§ **TRY IT**
Go over the listing below line by line, and return each one holding the string "trumpet".

§ **DATA FOR THIS EXERCISE**

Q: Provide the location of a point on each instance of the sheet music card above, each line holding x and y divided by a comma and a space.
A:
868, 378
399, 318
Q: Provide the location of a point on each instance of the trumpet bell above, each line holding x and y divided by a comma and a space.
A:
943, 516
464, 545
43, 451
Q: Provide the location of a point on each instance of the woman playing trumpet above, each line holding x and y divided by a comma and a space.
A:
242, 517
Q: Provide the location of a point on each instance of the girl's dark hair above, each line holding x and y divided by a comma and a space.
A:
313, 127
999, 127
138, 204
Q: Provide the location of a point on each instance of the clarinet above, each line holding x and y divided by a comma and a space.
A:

§ **EXERCISE SOLUTION**
Q: Provide the location of a point on each instance of the trumpet bell above, each line holding x and y divided by a comma and a space.
Q: Provide the location of a point on each instance of the woman playing trumpet above, each line holding x and y divided by a comma and a space.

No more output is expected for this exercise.